- Task to carry out
Convert every row below into a two-column CSV with the header input,output, one line per row. Put the row's text in input and its points in output, quote each field, replace line breaks with spaces, and leave out the pictures.

- Extracted information
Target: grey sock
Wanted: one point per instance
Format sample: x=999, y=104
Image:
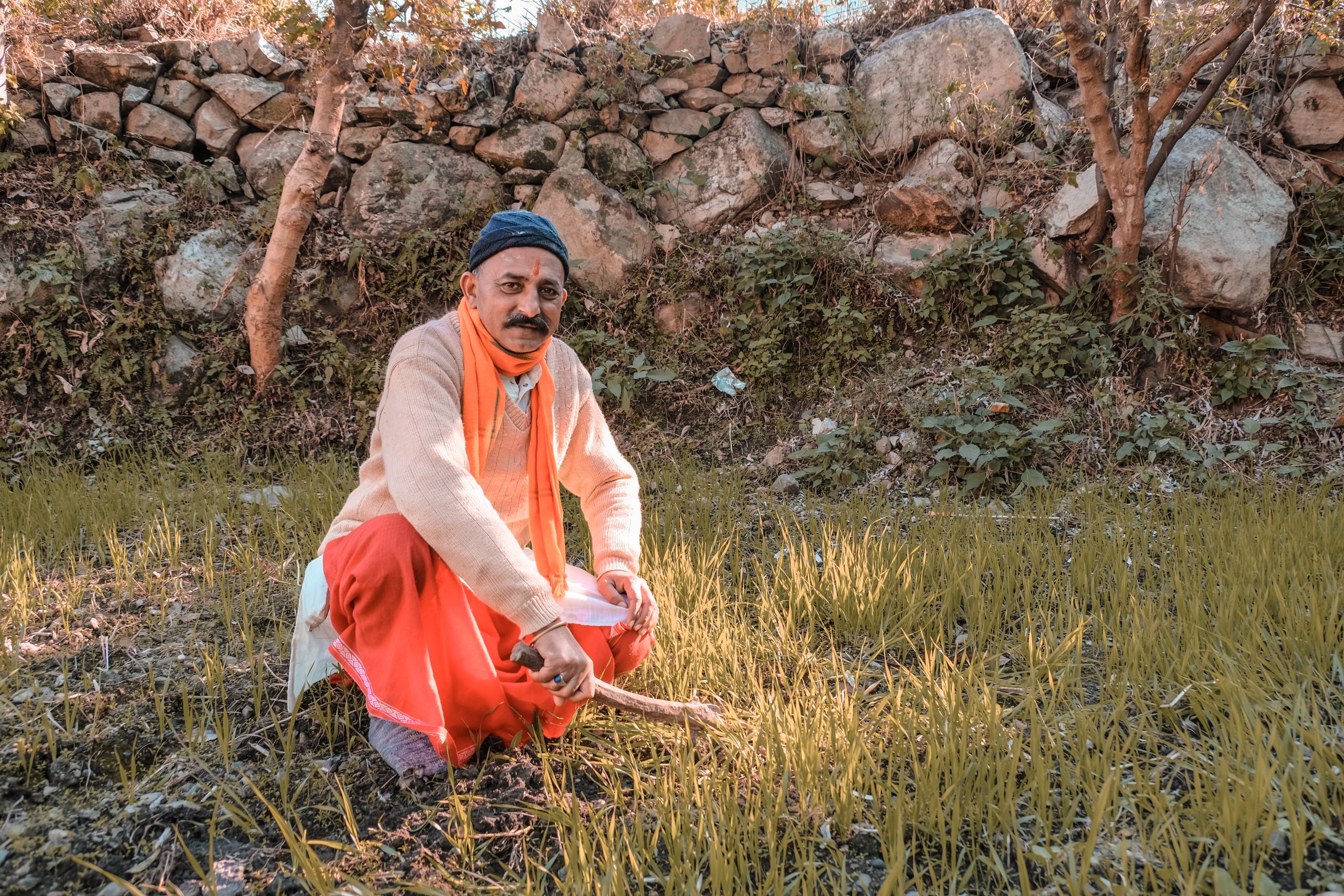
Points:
x=405, y=749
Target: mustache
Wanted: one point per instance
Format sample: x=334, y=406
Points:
x=523, y=321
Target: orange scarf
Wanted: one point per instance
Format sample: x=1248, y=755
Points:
x=483, y=414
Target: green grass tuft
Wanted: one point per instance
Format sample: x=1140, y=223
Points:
x=1098, y=692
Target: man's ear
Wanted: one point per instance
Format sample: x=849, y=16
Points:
x=468, y=285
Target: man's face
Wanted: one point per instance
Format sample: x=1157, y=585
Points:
x=519, y=294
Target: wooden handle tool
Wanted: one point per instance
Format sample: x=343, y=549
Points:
x=698, y=715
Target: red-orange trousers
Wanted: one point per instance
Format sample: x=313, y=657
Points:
x=430, y=656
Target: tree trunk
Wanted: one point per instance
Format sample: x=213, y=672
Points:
x=1126, y=241
x=299, y=198
x=1128, y=175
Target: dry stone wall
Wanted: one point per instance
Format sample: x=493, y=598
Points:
x=714, y=121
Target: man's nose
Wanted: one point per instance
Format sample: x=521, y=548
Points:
x=529, y=301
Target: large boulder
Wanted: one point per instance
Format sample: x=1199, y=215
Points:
x=659, y=148
x=160, y=128
x=179, y=97
x=616, y=160
x=601, y=231
x=487, y=116
x=1074, y=207
x=268, y=157
x=689, y=123
x=243, y=93
x=100, y=111
x=30, y=135
x=1314, y=57
x=114, y=70
x=409, y=187
x=1315, y=113
x=704, y=99
x=38, y=65
x=814, y=96
x=750, y=89
x=1234, y=217
x=230, y=58
x=523, y=144
x=280, y=112
x=695, y=76
x=682, y=37
x=11, y=288
x=904, y=82
x=934, y=193
x=202, y=280
x=723, y=174
x=820, y=136
x=908, y=254
x=262, y=56
x=554, y=34
x=771, y=46
x=1321, y=344
x=73, y=138
x=217, y=127
x=120, y=215
x=546, y=92
x=830, y=45
x=359, y=144
x=58, y=97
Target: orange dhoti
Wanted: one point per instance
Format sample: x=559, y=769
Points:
x=430, y=656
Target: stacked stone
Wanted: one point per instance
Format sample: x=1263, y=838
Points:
x=717, y=128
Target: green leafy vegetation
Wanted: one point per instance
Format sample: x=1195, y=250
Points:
x=841, y=455
x=990, y=272
x=979, y=446
x=1246, y=370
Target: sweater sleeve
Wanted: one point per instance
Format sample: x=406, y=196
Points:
x=605, y=484
x=425, y=455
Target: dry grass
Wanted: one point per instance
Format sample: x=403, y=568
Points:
x=1104, y=693
x=38, y=20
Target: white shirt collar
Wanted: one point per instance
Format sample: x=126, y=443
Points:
x=519, y=387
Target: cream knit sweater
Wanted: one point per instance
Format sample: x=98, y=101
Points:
x=417, y=467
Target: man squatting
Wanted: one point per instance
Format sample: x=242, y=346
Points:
x=423, y=585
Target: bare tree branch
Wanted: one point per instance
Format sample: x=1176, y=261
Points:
x=299, y=198
x=1089, y=62
x=1179, y=131
x=1202, y=56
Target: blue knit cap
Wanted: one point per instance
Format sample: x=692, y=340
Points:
x=510, y=229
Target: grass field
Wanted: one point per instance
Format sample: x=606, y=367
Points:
x=1105, y=692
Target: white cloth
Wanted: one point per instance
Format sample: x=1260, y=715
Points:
x=311, y=661
x=521, y=387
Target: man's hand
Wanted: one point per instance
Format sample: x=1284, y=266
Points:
x=563, y=657
x=622, y=586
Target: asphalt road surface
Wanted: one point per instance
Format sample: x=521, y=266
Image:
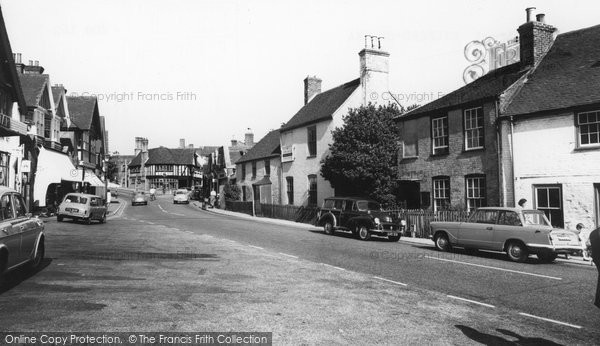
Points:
x=554, y=298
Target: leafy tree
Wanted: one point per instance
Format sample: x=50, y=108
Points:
x=231, y=192
x=363, y=157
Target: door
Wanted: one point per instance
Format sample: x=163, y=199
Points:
x=10, y=236
x=26, y=226
x=478, y=232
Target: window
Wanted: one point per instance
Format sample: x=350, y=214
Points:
x=439, y=135
x=289, y=183
x=474, y=128
x=588, y=128
x=441, y=193
x=475, y=192
x=509, y=218
x=312, y=189
x=6, y=211
x=312, y=140
x=549, y=200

- Output for this exercise
input,output
"Target: grey sock Wanted: one point per instance Format sample: x=999, y=104 Image: Points:","x=405, y=749"
"Target: mustache Wanted: one point per instance Format sample: x=334, y=406 Points:","x=523, y=321"
"Target: orange scarf Wanted: one point per instance Format sample: x=1248, y=755 Points:","x=483, y=414"
"Target: green grass tuft Wanted: one point per instance Format sample: x=1140, y=223 Points:","x=1098, y=692"
"Target: man's ear Wanted: one point per instance Format sample: x=849, y=16 Points:","x=468, y=285"
"Target: man's face Wanted: one point per instance Format sample: x=1157, y=585 Points:","x=519, y=294"
"Target: wooden handle tool Wanted: one point per instance Format sample: x=343, y=549 Points:","x=698, y=715"
"Target: red-orange trousers Wanted: one point per instance Format sample: x=313, y=657 Points:","x=430, y=656"
"Target: tree trunk Wanted: one point per instance Format sample: x=213, y=672 Points:","x=1126, y=241 x=299, y=198 x=1128, y=175"
"Target: dry stone wall Wanted: one point per instance Format sample: x=493, y=598 Points:","x=714, y=121"
"Target: man's nose Wanted: one point per instance Format sample: x=521, y=548 Points:","x=529, y=301"
"Target: large boulder Wanted: one point per instance Format sample: x=1199, y=215 Points:","x=659, y=148 x=160, y=128 x=179, y=97 x=616, y=160 x=601, y=231 x=487, y=116 x=1074, y=207 x=268, y=157 x=689, y=123 x=243, y=93 x=100, y=111 x=30, y=135 x=1314, y=57 x=114, y=70 x=409, y=187 x=1315, y=113 x=704, y=99 x=38, y=65 x=814, y=96 x=750, y=89 x=1234, y=217 x=230, y=58 x=523, y=144 x=280, y=112 x=695, y=76 x=682, y=37 x=11, y=288 x=904, y=82 x=934, y=193 x=202, y=280 x=723, y=174 x=820, y=136 x=908, y=254 x=262, y=56 x=554, y=34 x=771, y=46 x=1321, y=344 x=73, y=138 x=217, y=127 x=120, y=215 x=546, y=92 x=830, y=45 x=359, y=144 x=58, y=97"
"Target: orange dhoti Wanted: one point per instance Format sample: x=559, y=769 Points:","x=430, y=656"
"Target: stacked stone Wanted: one point per instance Format sample: x=1263, y=838 Points:","x=717, y=128"
"Target: green leafy vegetation Wanted: one point per instance Format sample: x=1195, y=250 Points:","x=841, y=455 x=990, y=272 x=979, y=446 x=1246, y=370"
"Target: sweater sleeve Wanted: one point per instance Format sample: x=406, y=196 Points:","x=605, y=484 x=425, y=455"
"Target: dry grass Wanted: one point per instance Format sample: x=403, y=568 Points:","x=1104, y=693 x=38, y=20"
"Target: white shirt collar Wanted: one point per instance Format sample: x=126, y=443 Points:","x=519, y=387"
"Target: cream knit sweater Wanted: one point per instance Format sample: x=98, y=101 Points:","x=417, y=467"
"Target: man squatting Wanted: one point per instance Format sample: x=242, y=346 Points:","x=423, y=585"
"Target: bare tree branch Wanted: one point per instance Format sample: x=1176, y=261 Points:","x=299, y=198 x=1089, y=62 x=1179, y=131 x=1202, y=56"
"Target: blue knit cap Wanted: one point per instance Format sample: x=692, y=340 Points:","x=510, y=229"
"Target: grass field Wanted: one point per instance Format sample: x=606, y=367 Points:","x=1105, y=692"
"Target: white cloth Wanted: one point per instance Format sample: x=1260, y=715 Points:","x=311, y=661 x=521, y=387"
"Target: man's hand Wanted: one point per instance Format sample: x=1284, y=266 Points:","x=563, y=657 x=622, y=586"
"Target: asphalt road surface Wanted: one point per instance Format sample: x=521, y=266 Image: Points:","x=554, y=298"
"Target: leafy tree Wanted: one point per instance Format sample: x=50, y=108 Points:","x=231, y=192 x=363, y=157"
"Target: door Wanted: one point per instance Format sample: x=163, y=199 Points:","x=10, y=236 x=26, y=226 x=478, y=232"
"Target: window Wanted: one point per instance Format sample: x=350, y=214 Points:","x=439, y=135 x=289, y=183 x=474, y=128 x=588, y=128 x=441, y=193 x=475, y=192 x=509, y=218 x=312, y=189 x=6, y=211 x=312, y=140 x=549, y=200"